- Task requirements -
Every line of the records below should be restated exactly.

(Dataset entries)
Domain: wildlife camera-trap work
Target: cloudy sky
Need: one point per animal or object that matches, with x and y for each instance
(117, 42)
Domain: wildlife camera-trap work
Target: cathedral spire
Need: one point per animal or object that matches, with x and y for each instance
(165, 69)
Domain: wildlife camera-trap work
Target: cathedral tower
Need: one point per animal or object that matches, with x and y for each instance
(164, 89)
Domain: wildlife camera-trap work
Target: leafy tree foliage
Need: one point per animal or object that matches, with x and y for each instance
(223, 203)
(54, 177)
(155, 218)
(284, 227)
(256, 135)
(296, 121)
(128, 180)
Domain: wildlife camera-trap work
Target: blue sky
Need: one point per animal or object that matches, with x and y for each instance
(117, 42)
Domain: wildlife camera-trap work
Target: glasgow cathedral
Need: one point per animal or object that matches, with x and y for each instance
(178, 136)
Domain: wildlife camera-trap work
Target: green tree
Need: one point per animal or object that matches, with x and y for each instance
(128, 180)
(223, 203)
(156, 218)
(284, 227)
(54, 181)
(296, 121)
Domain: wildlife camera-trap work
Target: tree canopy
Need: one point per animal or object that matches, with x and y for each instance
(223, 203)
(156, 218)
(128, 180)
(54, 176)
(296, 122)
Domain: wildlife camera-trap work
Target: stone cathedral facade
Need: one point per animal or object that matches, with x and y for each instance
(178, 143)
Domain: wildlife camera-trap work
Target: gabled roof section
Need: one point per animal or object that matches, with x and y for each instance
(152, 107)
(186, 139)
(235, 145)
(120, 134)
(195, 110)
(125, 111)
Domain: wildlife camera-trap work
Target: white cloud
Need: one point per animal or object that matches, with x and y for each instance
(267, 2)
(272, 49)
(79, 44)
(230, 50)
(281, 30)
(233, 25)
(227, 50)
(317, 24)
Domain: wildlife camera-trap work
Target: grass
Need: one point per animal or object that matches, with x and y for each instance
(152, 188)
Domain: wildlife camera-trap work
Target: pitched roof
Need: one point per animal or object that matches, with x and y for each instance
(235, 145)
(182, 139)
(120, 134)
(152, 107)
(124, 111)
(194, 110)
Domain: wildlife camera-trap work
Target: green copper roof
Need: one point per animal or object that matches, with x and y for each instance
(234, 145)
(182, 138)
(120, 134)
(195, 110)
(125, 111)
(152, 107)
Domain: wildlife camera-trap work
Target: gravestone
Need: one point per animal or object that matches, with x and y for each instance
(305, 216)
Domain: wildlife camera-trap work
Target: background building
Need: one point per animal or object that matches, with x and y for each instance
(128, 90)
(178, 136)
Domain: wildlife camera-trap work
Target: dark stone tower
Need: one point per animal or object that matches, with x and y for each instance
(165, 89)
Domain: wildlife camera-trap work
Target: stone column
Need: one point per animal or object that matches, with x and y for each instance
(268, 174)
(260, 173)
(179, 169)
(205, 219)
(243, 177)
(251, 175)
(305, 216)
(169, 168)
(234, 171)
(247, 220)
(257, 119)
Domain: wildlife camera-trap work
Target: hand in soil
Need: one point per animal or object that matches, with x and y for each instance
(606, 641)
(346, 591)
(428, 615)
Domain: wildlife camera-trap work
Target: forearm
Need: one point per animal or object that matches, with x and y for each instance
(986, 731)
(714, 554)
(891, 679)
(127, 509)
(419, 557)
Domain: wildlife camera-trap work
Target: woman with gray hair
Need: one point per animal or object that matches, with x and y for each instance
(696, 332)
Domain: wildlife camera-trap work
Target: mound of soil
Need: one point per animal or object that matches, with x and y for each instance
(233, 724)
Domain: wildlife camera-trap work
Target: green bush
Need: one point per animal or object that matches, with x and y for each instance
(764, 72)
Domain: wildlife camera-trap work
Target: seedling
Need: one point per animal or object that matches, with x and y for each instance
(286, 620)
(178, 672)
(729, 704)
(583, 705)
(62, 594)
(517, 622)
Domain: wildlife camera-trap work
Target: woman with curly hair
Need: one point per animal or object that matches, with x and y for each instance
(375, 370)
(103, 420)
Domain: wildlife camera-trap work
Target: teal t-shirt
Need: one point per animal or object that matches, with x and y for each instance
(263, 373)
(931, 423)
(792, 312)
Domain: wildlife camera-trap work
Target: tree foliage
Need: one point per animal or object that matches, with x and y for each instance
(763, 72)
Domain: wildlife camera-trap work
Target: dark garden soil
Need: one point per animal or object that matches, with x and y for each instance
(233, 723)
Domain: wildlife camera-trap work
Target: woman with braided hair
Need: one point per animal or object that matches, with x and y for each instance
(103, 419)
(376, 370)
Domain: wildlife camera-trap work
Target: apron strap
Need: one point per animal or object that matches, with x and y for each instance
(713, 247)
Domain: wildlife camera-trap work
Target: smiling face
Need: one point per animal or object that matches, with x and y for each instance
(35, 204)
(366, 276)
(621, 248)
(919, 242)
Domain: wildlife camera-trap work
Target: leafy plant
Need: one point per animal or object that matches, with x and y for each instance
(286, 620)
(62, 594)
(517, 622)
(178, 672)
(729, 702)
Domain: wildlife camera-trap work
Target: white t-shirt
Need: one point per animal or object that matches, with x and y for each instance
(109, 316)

- Answer for this exercise -
Domain: wildlife camera-trap work
Target: cloudy sky
Need: one point per animal or object that matches, with x and y for each instance
(117, 42)
Domain: wildlife camera-trap work
Target: cathedral spire
Need: one point per animal or object that matches, with x and y for each instance
(165, 69)
Domain: wildlife camera-trap work
Target: cathedral tower
Need: one point per animal or object that matches, with x and y for each instance
(164, 89)
Domain: wildlife camera-trap work
Target: leafy tree foliage
Need: one point per animal or object that matches, with x and y for each instance
(223, 203)
(54, 177)
(155, 218)
(284, 227)
(256, 135)
(296, 121)
(128, 180)
Domain: wildlife camera-trap work
Target: blue sky
Need: one point per animal or object that matches, with x and y for each instance
(117, 42)
Domain: wildlife camera-trap work
Target: glasgow cathedral
Need: one point per animal or object that matches, with x and y for each instance
(178, 136)
Domain: wildlife camera-trap work
Target: green tree
Need: one point per animal or object that matches, with x and y for each instance
(128, 180)
(223, 203)
(156, 218)
(284, 227)
(54, 181)
(296, 121)
Domain: wildlife camera-trap work
Target: tree canopy
Need: one point per animal or object that matches, with x and y for each instance
(223, 203)
(156, 218)
(128, 180)
(54, 176)
(296, 122)
Domain: wildlife camera-trap work
Target: stone cathedral facade
Need: one point per animal or object that matches, with x and y for each instance
(178, 143)
Domain: wildlife camera-trap work
Target: gabled roof section
Need: one point per animal or object that matches, with x and y for each instance
(152, 107)
(186, 139)
(235, 145)
(120, 134)
(195, 110)
(125, 111)
Domain: wildlife camera-trap work
Target: white cloud
Need: one point per animal or object that matches, with x and y for each instance
(267, 2)
(272, 49)
(79, 44)
(230, 50)
(281, 30)
(233, 25)
(227, 50)
(317, 24)
Domain: wildlife camera-trap work
Target: grass
Need: one point per animal or object that matches, with x and y for each instance
(152, 188)
Domain: wildlife camera-trap work
Target: pitched roof
Need: one point per animal or object that matches, with x and y for each instance
(235, 145)
(182, 139)
(120, 134)
(152, 107)
(124, 111)
(194, 110)
Domain: wildlife camera-trap work
Target: green copper roof
Need: one point per animal or object that matches, with x and y for each instance
(234, 145)
(182, 138)
(120, 134)
(195, 110)
(125, 111)
(152, 107)
Domain: wildlife camera-trap work
Target: gravestone
Need: one point per animal or object that matches, with x and y for each instance
(305, 216)
Domain: wildlife camera-trap work
Target: background building
Need: one point per animal or object that matches, with x and y for each instance
(128, 90)
(178, 136)
Domain: wildlife camera-trap work
Target: dark stone tower
Need: one point per animal or object that matches, with x and y for each instance
(165, 89)
Domain: wildlife camera-trap work
Target: stone column
Need: one point per animal or object that matches, with x and y for each instance
(268, 174)
(260, 173)
(179, 169)
(205, 219)
(243, 177)
(251, 175)
(305, 216)
(169, 168)
(234, 171)
(247, 220)
(257, 119)
Domain: wildlife camera-trap work
Target: hand in soil
Need: one point per animal or object that matches, with x and y for each instance
(606, 641)
(346, 591)
(428, 615)
Domain: wildlife camera-trap work
Target: forearm
Need: one point per animal or object that matches, with x and y for each instance
(986, 731)
(714, 554)
(891, 679)
(127, 509)
(419, 557)
Domain: wildlife camera-trap work
Target: woman with gray hair
Need: one point per animal or object that matches, with x and y for each instance
(696, 332)
Domain: wildlife camera-trap work
Target: mound of soil
Need: one point per animal or object that matches, with x and y for each instance
(233, 724)
Domain: wildlife camera-trap work
Target: green bush
Need: one point per animal or object that matches, with x and y for each instance
(764, 72)
Domain: wildlife camera-trap work
Target: seedling
Need: one point per animal or object that matches, with x and y for each instance
(286, 620)
(178, 672)
(729, 704)
(583, 705)
(62, 594)
(517, 622)
Domain: wildlife camera-trap work
Target: woman with curly hair
Need: one point per animal or object that matches, with x and y for each instance
(375, 370)
(103, 420)
Domain: wildlife camera-trap work
Target: teal t-shirt
Need: one point per animal or object that matches, with x and y for each instance
(263, 373)
(931, 423)
(792, 312)
Domain: wildlife camera-trap work
Target: tree foliage
Need: one point per animal or object that matches, with x and y for each instance
(763, 72)
Domain: wildlife camera-trap work
Target: dark garden soil
Need: one point per animal or object that matches, with x and y for each instance
(233, 723)
Domain: wildlife camera-trap work
Target: woman with braided hair
Need: one point per animal or object that matches, with x and y for each instance
(103, 419)
(376, 370)
Domain: wildlife camera-trap work
Target: apron strap
Need: one point per animal or object that matches, with x and y for each instance
(713, 247)
Domain: wildlife camera-trap work
Target: smiling face
Need: one point per animal or object that matches, with x and y for each instance
(35, 204)
(366, 276)
(621, 248)
(919, 242)
Domain: wildlife camera-trap work
Target: leafy plant
Need: one point per animal or object that matches, with x and y for each instance
(286, 620)
(62, 594)
(517, 622)
(178, 672)
(729, 702)
Domain: wildlife camera-trap work
Target: white t-shirt
Need: one point per animal or object that matches, with x and y for each instance
(109, 316)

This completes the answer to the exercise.